◆ **About this exercise**
A faithful copy of all the records is needed, with the pictures omitted.

◆ **Excerpted data**
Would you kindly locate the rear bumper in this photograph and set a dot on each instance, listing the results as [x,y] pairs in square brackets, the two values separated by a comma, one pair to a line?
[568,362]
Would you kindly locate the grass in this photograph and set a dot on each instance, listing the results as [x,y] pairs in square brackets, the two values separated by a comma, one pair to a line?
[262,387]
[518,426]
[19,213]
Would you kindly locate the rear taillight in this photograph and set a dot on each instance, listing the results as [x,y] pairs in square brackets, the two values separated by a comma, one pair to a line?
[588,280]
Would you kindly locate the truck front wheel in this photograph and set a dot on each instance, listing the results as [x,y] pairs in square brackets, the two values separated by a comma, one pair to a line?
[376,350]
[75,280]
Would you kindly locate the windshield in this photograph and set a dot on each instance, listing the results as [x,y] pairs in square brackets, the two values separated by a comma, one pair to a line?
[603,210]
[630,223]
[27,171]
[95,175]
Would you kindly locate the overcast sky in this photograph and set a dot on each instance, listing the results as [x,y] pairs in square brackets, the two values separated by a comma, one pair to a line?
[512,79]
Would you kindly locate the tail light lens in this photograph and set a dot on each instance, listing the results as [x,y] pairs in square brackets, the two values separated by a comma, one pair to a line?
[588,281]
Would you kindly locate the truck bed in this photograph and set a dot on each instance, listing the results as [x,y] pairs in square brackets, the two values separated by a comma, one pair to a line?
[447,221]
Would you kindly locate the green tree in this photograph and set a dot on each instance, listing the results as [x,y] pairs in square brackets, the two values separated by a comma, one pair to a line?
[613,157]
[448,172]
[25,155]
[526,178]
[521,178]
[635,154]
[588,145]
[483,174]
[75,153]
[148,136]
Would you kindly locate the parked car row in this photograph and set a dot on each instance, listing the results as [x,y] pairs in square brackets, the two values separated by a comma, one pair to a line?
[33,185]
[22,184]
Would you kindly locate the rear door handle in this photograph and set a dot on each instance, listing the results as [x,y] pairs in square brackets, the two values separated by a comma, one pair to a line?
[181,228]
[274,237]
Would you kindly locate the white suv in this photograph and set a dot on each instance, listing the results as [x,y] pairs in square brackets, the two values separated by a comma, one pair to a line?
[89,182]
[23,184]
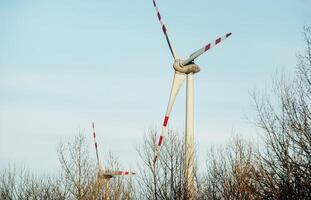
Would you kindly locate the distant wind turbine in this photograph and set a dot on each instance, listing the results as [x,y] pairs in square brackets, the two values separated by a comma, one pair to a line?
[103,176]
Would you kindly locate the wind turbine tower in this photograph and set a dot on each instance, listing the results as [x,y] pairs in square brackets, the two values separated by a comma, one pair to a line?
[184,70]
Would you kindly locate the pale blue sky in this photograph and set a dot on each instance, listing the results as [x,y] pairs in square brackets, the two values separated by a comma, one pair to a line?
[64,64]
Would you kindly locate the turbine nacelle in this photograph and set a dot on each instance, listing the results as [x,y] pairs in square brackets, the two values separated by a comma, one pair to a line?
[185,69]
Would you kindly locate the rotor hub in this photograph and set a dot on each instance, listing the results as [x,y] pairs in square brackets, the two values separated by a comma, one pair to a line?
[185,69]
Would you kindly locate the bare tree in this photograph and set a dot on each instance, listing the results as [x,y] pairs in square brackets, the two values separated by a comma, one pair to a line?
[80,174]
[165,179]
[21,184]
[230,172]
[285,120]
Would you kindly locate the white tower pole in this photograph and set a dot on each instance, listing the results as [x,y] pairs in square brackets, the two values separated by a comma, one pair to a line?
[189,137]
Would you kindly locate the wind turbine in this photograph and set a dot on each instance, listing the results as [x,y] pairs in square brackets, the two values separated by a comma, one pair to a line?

◆ **Solution for this exercise**
Would you kindly locate the rear bumper in this photograph and set a dot on each instance, listing the results as [x,y] pairs in square brackets, the two values separated by a comma, one pair to a line?
[568,362]
Would you kindly locate the grass in this photograph and set a dot on each instance, listing the results as [x,y] pairs in square brackets, the two values separated by a comma, one pair to a line?
[262,387]
[518,426]
[19,213]
Would you kindly locate the rear taillight in this photograph and set a dot on each instance, listing the results as [x,y] pairs in square brackets, the two values separated by a comma, one pair to a line?
[588,280]
Would you kindly locate the truck front wheel in this photograph and set a dot on each instance, listing the results as [x,y] pairs in square brackets, the two values separated by a comma, one pair to a line?
[376,350]
[75,280]
Would you kindly locate the windshield in this photograph and set a dot on each instance, listing the results as [x,y] pairs in square brackets, the two values separated by a comma, one pair to a line?
[603,210]
[630,223]
[27,171]
[95,175]
Would you kindly locate the overcast sky in this photograph and set a dot on each instance, listing the results as [x,y] pairs in square brackets, the two values separated by a comma, one pair to a line?
[512,79]
Would you kindly locate the tail light lens in this photograph and set a dot on each instance, listing the results as [x,y] pairs in square brackets, the two values separated by a comma, one pair to a line?
[588,281]
Would you kindly locate the truck bed in this photograph and set a dot on each instance, listing the results as [x,y] pairs in square brackets, the two values separated by a comma, one pair to a line?
[447,221]
Would you kindly locate the green tree in this photograph and set a dot on each instance, listing the results as [x,y] pairs in square brackets, the two values separated by a comma, one pair to a line?
[613,157]
[448,172]
[25,155]
[526,178]
[521,178]
[635,154]
[588,145]
[483,174]
[75,153]
[148,136]
Would you kindly locate the parked car row in this photograph and set a dot on each instance, listing the results as [x,y] pairs in square brackets, the two values separated by a comma, one pair to a line?
[33,185]
[22,184]
Would you kindly locate the rear door handle in this photograph and set a dot on each instance, listing the results as [x,y] pairs in square brackets, the two values separated by a comma, one pair to a line?
[181,228]
[274,237]
Would you kindly locate the white suv in this photograph and set a dot on each instance, listing the results as [x,y] pairs in square brackets, the two values separated by a comma, one pair to a line?
[89,182]
[23,184]
Would you kindly locate the distant wind turbine in this photograph and set a dot on each instance, listing the results as [x,y] pairs in square brackets, the two values separated by a comma, one pair to a line?
[103,176]
Would you kindly locate the wind turbine tower in this photograph and set a dot on each instance, listing the results as [x,y] pairs in square brackets, the two values separated by a comma, one pair to a line?
[184,70]
Would you kindly locate the pale blue sky in this photograph and set a dot on each instance, listing the results as [x,y] pairs in square brackets, the two values separated by a comma, one pair to a line?
[64,64]
Would you kindly locate the turbine nacelle in this photograph and set a dot on each instance, listing the results as [x,y] pairs in square brackets, the two values separated by a comma, one pair to a line?
[185,69]
Would you kindly locate the rotor hub in this photograph and set a dot on each instance, listing the results as [x,y] pairs in square brackets, the two values separated by a comma, one pair to a line?
[185,69]
Would you kindly locate the bare tree in this photograph and set a dot on each instance, listing the results as [x,y] pairs in square brackets, the two values separated by a comma, one pair to a line?
[80,174]
[165,179]
[21,184]
[230,172]
[285,120]
Would you kindly locate the white tower pole in this photograph and set a dot on each instance, listing the results as [x,y] pairs in square brackets, the two values separated by a comma, one pair to a line?
[189,137]
Would you kindly locate the wind turbine in this photograph and set a dot on each instance, listing the results as [x,y] pairs in square brackets, the two values separated by a comma, one pair to a line?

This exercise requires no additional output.